(Problem to solve) Down to the last character, repeat the entries beneath this task.

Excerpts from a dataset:
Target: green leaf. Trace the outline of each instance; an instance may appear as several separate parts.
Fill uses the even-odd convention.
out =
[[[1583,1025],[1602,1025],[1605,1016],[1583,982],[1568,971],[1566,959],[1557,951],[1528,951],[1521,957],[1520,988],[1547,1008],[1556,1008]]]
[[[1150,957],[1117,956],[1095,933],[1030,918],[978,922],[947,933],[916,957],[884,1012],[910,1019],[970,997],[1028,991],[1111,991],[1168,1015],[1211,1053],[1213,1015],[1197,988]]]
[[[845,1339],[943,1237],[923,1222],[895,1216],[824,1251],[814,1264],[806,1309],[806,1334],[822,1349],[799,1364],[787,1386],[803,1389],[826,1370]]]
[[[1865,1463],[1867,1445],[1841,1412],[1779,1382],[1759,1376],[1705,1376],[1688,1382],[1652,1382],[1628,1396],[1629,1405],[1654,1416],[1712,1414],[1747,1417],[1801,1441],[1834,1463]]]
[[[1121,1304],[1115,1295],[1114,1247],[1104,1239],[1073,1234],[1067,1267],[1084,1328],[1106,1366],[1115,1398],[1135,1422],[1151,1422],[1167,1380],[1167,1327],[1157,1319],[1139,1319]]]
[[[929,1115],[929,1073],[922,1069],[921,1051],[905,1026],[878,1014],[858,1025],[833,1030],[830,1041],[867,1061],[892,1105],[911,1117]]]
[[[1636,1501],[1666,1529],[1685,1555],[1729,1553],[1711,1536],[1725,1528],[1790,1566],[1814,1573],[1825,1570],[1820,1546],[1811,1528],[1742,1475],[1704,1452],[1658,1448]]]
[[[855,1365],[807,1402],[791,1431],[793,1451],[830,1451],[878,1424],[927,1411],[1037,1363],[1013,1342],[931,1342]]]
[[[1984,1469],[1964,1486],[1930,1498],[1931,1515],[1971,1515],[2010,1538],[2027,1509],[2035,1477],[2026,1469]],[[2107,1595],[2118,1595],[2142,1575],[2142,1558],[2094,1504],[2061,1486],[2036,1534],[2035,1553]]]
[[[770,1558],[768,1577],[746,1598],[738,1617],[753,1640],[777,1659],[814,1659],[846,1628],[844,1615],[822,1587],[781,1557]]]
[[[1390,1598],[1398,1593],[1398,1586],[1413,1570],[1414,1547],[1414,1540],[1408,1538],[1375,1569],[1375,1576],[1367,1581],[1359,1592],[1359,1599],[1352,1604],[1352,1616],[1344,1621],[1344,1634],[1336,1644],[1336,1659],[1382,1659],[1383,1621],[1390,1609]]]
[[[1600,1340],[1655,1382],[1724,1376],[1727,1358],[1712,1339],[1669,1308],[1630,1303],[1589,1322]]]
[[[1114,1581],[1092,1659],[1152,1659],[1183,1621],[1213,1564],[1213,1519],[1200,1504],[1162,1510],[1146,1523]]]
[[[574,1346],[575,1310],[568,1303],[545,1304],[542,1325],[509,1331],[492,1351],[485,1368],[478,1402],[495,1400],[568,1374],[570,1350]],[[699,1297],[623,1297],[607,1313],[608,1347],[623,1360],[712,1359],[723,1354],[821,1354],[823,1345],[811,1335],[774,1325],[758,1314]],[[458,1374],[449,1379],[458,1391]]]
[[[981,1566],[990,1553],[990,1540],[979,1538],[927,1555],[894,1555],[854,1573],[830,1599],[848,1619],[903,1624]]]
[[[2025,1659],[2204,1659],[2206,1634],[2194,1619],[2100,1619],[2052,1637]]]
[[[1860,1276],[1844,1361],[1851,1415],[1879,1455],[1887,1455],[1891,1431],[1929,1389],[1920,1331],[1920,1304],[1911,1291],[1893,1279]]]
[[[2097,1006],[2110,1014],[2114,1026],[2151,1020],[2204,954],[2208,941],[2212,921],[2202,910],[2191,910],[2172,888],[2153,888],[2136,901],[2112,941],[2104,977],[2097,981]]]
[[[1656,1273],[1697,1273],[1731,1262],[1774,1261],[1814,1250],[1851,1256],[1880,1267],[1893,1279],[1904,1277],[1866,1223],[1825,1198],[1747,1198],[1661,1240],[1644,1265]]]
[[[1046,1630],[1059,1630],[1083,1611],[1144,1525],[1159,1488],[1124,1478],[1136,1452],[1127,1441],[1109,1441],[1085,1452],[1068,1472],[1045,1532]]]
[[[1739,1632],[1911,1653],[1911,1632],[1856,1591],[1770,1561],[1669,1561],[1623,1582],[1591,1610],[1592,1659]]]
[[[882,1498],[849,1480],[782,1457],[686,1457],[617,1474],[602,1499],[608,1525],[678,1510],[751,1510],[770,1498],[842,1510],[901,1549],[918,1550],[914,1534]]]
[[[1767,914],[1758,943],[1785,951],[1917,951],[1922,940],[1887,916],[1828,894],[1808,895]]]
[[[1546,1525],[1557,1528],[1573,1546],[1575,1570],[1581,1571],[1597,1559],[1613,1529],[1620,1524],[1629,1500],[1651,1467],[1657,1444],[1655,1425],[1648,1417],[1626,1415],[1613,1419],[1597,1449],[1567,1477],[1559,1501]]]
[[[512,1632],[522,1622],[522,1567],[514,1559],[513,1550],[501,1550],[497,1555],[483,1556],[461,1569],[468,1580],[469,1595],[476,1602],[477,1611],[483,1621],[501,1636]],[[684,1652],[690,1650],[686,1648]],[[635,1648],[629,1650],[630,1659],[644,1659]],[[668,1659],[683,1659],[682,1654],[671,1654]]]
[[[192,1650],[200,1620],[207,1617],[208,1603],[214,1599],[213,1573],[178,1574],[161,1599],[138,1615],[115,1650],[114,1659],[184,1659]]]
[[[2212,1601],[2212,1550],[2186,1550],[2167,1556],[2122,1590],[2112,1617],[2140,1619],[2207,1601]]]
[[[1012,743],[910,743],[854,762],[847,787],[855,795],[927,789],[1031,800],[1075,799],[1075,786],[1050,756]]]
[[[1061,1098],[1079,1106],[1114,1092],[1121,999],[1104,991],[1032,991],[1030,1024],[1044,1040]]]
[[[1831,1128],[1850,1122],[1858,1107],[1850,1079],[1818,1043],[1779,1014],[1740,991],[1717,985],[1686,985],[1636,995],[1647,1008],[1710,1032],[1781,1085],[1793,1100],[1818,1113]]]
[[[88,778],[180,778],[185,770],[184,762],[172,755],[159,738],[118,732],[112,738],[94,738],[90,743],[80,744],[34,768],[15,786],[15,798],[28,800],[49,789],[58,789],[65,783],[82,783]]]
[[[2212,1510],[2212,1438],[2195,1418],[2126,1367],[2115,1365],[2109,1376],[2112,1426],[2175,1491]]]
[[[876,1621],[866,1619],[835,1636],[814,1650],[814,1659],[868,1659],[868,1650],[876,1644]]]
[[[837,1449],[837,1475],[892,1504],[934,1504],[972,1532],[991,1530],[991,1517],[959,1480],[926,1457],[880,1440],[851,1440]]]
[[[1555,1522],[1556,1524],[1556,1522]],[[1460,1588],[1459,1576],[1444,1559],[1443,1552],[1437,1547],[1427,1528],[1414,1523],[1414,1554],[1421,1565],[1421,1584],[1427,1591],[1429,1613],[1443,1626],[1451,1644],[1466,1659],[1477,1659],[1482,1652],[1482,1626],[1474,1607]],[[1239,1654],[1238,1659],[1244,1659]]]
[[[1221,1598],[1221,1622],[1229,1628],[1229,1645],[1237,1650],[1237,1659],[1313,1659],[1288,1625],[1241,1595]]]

(Solution for this problem)
Target: green leaf. Trace the outline of each instance; an instance may appear as several separate parts.
Fill uses the even-odd convention.
out =
[[[1583,1025],[1602,1025],[1605,1016],[1583,982],[1568,971],[1566,959],[1557,951],[1528,951],[1521,957],[1520,988],[1547,1008],[1556,1008]]]
[[[1150,957],[1117,956],[1095,933],[1030,918],[978,922],[947,933],[916,957],[884,1012],[910,1019],[970,997],[1028,991],[1111,991],[1168,1015],[1211,1053],[1213,1015],[1197,988]]]
[[[845,1339],[943,1237],[923,1222],[895,1216],[824,1251],[814,1264],[806,1309],[806,1334],[822,1349],[799,1364],[787,1386],[803,1389],[826,1370]]]
[[[1865,1463],[1867,1445],[1841,1412],[1779,1382],[1759,1376],[1705,1376],[1688,1382],[1652,1382],[1628,1396],[1629,1405],[1654,1416],[1712,1414],[1747,1417],[1801,1441],[1834,1463]]]
[[[1121,1304],[1115,1295],[1114,1247],[1104,1239],[1073,1234],[1067,1267],[1084,1328],[1106,1366],[1115,1398],[1135,1422],[1151,1422],[1167,1380],[1167,1327],[1157,1319],[1139,1319]]]
[[[929,1115],[929,1073],[922,1069],[921,1051],[905,1026],[878,1014],[858,1025],[833,1030],[830,1041],[867,1061],[892,1105],[911,1117]]]
[[[1636,1501],[1666,1529],[1685,1555],[1729,1553],[1711,1536],[1725,1528],[1790,1566],[1814,1573],[1825,1570],[1820,1546],[1811,1528],[1742,1475],[1704,1452],[1658,1448]]]
[[[855,1365],[807,1402],[791,1431],[793,1451],[830,1451],[878,1424],[927,1411],[1037,1363],[1013,1342],[931,1342]]]
[[[1984,1469],[1964,1486],[1930,1498],[1931,1515],[1971,1515],[2010,1538],[2027,1509],[2035,1477],[2026,1469]],[[2107,1595],[2118,1595],[2142,1575],[2142,1558],[2094,1504],[2061,1486],[2036,1534],[2035,1553]]]
[[[770,1558],[768,1577],[746,1598],[738,1617],[753,1640],[777,1659],[814,1659],[846,1628],[844,1615],[822,1587],[781,1557]]]
[[[1390,1598],[1398,1593],[1398,1586],[1413,1570],[1414,1547],[1414,1540],[1408,1538],[1375,1569],[1375,1576],[1367,1581],[1359,1592],[1359,1599],[1352,1604],[1352,1616],[1344,1621],[1344,1634],[1336,1644],[1336,1659],[1382,1659],[1383,1621],[1390,1609]]]
[[[1600,1340],[1655,1382],[1724,1376],[1727,1358],[1712,1339],[1669,1308],[1630,1303],[1589,1322]]]
[[[1114,1581],[1092,1659],[1152,1659],[1183,1621],[1213,1564],[1213,1519],[1200,1504],[1162,1510],[1146,1523]]]
[[[574,1346],[575,1310],[568,1303],[545,1304],[542,1325],[509,1331],[492,1351],[485,1368],[478,1402],[495,1400],[568,1374],[570,1350]],[[699,1297],[623,1297],[607,1313],[608,1347],[623,1360],[712,1359],[723,1354],[821,1354],[823,1345],[811,1335],[774,1325],[758,1314]],[[458,1374],[449,1379],[458,1391]]]
[[[981,1566],[990,1553],[990,1540],[979,1538],[927,1555],[894,1555],[854,1573],[830,1599],[848,1619],[903,1624]]]
[[[2025,1659],[2204,1659],[2206,1634],[2194,1619],[2100,1619],[2052,1637]]]
[[[1860,1276],[1844,1361],[1851,1415],[1879,1455],[1887,1455],[1891,1431],[1929,1389],[1920,1331],[1920,1304],[1911,1291],[1893,1279]]]
[[[2097,1006],[2110,1014],[2114,1026],[2151,1020],[2204,954],[2208,941],[2212,921],[2202,910],[2191,910],[2172,888],[2153,888],[2136,901],[2112,941],[2104,977],[2097,981]]]
[[[1656,1273],[1697,1273],[1731,1262],[1774,1261],[1814,1250],[1851,1256],[1880,1267],[1893,1279],[1904,1277],[1866,1223],[1825,1198],[1747,1198],[1661,1240],[1644,1265]]]
[[[1046,1630],[1059,1630],[1083,1611],[1144,1525],[1159,1488],[1124,1478],[1136,1452],[1127,1441],[1109,1441],[1085,1452],[1068,1472],[1045,1532]]]
[[[1739,1632],[1911,1653],[1911,1632],[1856,1591],[1770,1561],[1669,1561],[1623,1582],[1591,1610],[1592,1659]]]
[[[882,1498],[849,1480],[782,1457],[686,1457],[617,1474],[602,1499],[608,1525],[678,1510],[751,1510],[770,1498],[842,1510],[901,1549],[918,1550],[914,1534]]]
[[[1767,914],[1758,943],[1785,951],[1917,951],[1922,940],[1887,916],[1828,894],[1808,895]]]
[[[1546,1525],[1557,1528],[1573,1546],[1575,1570],[1581,1571],[1597,1559],[1613,1529],[1620,1524],[1629,1500],[1651,1467],[1657,1444],[1655,1425],[1648,1417],[1626,1415],[1613,1419],[1597,1449],[1567,1477],[1559,1501]]]
[[[512,1632],[522,1622],[522,1567],[514,1559],[513,1550],[501,1550],[497,1555],[483,1556],[461,1569],[468,1580],[469,1595],[476,1602],[477,1611],[483,1621],[501,1636]],[[684,1652],[690,1650],[686,1648]],[[635,1648],[629,1650],[630,1659],[644,1659]],[[668,1659],[683,1659],[682,1654],[671,1654]]]
[[[192,1650],[200,1620],[207,1617],[208,1603],[214,1599],[213,1573],[178,1574],[161,1599],[138,1615],[115,1650],[114,1659],[184,1659]]]
[[[2212,1601],[2212,1550],[2186,1550],[2167,1556],[2122,1590],[2112,1617],[2140,1619],[2207,1601]]]
[[[1012,743],[910,743],[854,762],[847,787],[855,795],[927,789],[1031,800],[1075,799],[1075,786],[1050,756]]]
[[[1061,1098],[1079,1106],[1114,1092],[1121,999],[1104,991],[1032,991],[1030,1024],[1044,1040]]]
[[[1831,1128],[1850,1122],[1858,1107],[1850,1079],[1818,1043],[1779,1014],[1740,991],[1717,985],[1686,985],[1636,995],[1647,1008],[1710,1032],[1781,1085],[1793,1100],[1818,1113]]]
[[[88,778],[180,778],[185,770],[184,762],[172,755],[159,738],[118,732],[112,738],[94,738],[90,743],[80,744],[34,768],[15,786],[15,798],[28,800],[49,789],[58,789],[65,783],[82,783]]]
[[[2212,1510],[2212,1438],[2195,1418],[2126,1367],[2115,1365],[2109,1376],[2112,1426],[2175,1491]]]
[[[876,1621],[866,1619],[835,1636],[814,1650],[814,1659],[868,1659],[868,1650],[876,1644]]]
[[[837,1449],[837,1475],[892,1504],[934,1504],[972,1532],[991,1530],[991,1517],[959,1480],[926,1457],[880,1440],[851,1440]]]
[[[1555,1522],[1556,1524],[1556,1522]],[[1460,1588],[1459,1576],[1444,1559],[1443,1552],[1437,1547],[1427,1528],[1414,1523],[1414,1554],[1421,1565],[1421,1584],[1427,1591],[1429,1613],[1443,1626],[1451,1644],[1466,1659],[1477,1659],[1482,1652],[1482,1626],[1474,1607]],[[1239,1654],[1238,1659],[1244,1659]]]
[[[1221,1598],[1221,1622],[1229,1628],[1229,1645],[1237,1650],[1237,1659],[1313,1659],[1288,1625],[1241,1595]]]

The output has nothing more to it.